→ **TUJUAN LATIHAN**
a: Dalam teks tentang i'tikaf, siapa ulama yang disebut meninggalkan segala aktivitas ilmiah lainnya demi berkonsentrasi penuh pada ibadah-ibadah mahdhah?
b: Sambung teks tentang i'tikaf mulai dari sesudah kalimat terakhirnya.

→ **DOKUMEN**
++++
Adapun waktu keluarnya atau berakhirnya, yaitu setelah terbenam matahari pada hari terakhir bulan Ramadhan. Akan tetapi beberapa kalangan ulama mengatak yang lebih mustahab (disenangi) adalah menunggu sampai dilaksanakannya shalat Ied.


Hal-Hal Saat I’tikaf

Disunnahkan bagi orang yang beri’tikaf untuk memperbanyak ibadah dan taqorrub kepada Allah SWT. Seperti shalat sunnah, membaca AL Qur’an, tasbuh, tahmid, tahlil, takbir, istighfar, shalawat kepada Nabi SAW, doa dan sebagainya.

Namun demikian yang menjadi prioritas ulama adalah ibadah-ibadah mahdhah. Bahkan sebagian ulama seperti Imam Malik, meninggalkan segala aktivitas ilmiah lainnya dan berkonsentrasi penuh pada ibadah-ibadah mahdhah.

Dalam upaya memperkokoh keislaman dan ketaqwaan, diperlukan bimbingan dari orang-orang yang ahli, karenanya dalam memanfaatkan momentum i’tikaf bisa dibenarkan melakukan berbagai kajian keislaman yang mengarahkan peserta i’tikaf untuk membersihkan diri dari segala dosa dan sifat tercela serta menjalani kehidupan sesudah i’tikaf secara lebih baik sebagaimana yang ditentukan Allah SWT dan Rasul-Nya.
++++
Entri anotasi koordinat:

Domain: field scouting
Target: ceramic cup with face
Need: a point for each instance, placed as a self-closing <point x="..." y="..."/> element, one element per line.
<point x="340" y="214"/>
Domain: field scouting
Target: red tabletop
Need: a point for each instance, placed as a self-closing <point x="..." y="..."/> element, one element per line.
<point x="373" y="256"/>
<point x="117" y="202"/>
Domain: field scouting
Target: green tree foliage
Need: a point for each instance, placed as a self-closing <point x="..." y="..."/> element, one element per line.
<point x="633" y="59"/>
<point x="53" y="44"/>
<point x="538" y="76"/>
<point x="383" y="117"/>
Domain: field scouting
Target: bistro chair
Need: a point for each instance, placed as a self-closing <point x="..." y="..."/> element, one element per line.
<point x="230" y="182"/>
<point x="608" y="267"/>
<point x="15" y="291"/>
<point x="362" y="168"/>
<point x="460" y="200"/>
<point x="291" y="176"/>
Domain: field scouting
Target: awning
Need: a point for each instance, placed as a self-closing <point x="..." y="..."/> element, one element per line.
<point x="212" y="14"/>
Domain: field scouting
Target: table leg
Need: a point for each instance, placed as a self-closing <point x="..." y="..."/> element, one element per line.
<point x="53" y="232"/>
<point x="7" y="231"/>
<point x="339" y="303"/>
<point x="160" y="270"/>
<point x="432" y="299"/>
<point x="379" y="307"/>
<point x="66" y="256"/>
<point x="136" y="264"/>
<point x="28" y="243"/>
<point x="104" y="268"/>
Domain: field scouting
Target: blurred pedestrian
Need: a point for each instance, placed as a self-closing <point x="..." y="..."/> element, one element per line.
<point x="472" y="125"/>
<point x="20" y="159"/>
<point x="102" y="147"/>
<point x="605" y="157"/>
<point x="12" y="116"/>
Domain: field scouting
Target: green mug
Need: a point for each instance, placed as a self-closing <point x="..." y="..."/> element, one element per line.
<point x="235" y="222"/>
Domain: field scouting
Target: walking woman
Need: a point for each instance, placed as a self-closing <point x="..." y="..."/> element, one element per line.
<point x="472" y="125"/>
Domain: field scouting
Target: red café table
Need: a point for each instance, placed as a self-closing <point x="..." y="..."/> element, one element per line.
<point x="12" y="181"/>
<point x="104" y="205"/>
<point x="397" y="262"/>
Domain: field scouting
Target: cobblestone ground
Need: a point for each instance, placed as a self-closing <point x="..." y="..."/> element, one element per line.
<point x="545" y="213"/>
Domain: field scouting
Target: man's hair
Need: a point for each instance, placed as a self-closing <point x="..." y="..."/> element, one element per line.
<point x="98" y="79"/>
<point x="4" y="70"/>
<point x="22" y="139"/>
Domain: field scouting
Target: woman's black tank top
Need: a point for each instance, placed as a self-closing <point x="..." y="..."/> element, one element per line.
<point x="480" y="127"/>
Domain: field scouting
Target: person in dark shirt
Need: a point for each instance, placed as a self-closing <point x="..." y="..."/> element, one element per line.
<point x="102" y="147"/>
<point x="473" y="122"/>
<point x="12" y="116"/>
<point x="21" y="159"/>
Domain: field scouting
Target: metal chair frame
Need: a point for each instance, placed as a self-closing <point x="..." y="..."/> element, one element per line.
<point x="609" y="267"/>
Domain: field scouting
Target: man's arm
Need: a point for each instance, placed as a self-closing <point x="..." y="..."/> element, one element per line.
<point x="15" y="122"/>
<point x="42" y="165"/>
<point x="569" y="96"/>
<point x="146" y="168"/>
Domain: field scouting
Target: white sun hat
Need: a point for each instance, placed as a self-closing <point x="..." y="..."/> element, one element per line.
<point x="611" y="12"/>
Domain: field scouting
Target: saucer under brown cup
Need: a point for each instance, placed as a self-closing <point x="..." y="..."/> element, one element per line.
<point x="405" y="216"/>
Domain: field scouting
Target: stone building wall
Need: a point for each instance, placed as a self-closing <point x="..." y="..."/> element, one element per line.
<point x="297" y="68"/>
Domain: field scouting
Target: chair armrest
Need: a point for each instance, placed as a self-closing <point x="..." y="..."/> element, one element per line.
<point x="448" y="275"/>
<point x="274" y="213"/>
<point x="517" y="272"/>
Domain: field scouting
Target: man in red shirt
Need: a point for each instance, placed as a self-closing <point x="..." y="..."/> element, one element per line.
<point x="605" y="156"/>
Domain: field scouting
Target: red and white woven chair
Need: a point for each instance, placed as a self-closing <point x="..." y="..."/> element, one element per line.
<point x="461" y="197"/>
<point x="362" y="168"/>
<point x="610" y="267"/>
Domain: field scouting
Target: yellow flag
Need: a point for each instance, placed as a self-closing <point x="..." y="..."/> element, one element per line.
++++
→ **HASIL LATIHAN**
a: Imam Malik.

b:
Orang yang beri’tikaf bukan berarti hanya berdiam diri di masjid untuk menjalankan peribadatan secara khusus. Ada beberapa hal yang diperbolehkan :

1. Keluar dari tempat i’tikaf untuk mengantar istri, sebgaimana yang dilakukan oleh Rasulullah SAW terhadap istrinya Shofiyah r.a (HR. Bukhari-Muslim).
2. Menyisir atau mencukur rambut, memotong kuku, membersihkan tubuh dari kotoran dan bau badan.
3. Keluar ke tempat yang memang amat diperlukan seperti untuk buang air besar dan kecil, makan, minum (Jika tidak ada yang mengantarkan), dan sesagala sesuatu yang tidak mungkin dilakukan di masjid. Tetapi ia harus segera kembali setelah menyelesaikan keperluannya.
4. Makan, minum, dan tidur di masjid dengan senantiasa menjaga kesucian dan kebersihan masjid.


Hal-Hal yang Membatalkan i’tikaf

1. Meninggalkan masjid dengan sengaja tanpa keperluan, meski sebentar. Karena meninggalkan masjid berarti mengabaikan salah satu rukun i’tikaf yaitu berdiam di masjid.
2. Murtad (keluar dari Islam).
3. Hilang akal karena gila atau mabuk.
4. Haidh
5. Nifas
6. Berjima’ (bersetubuh dengan istri), tetapi memegang tanpa nafsu (syahwat), tidak apa-apa sebagaimana yang dilakukan nabi dengan istri-istrinya.
7. Pergi shalat Jum’at (bagi mereka yang memperbolehkan i’tikaf di mushola yang tidak dipakai shalat Jum’at).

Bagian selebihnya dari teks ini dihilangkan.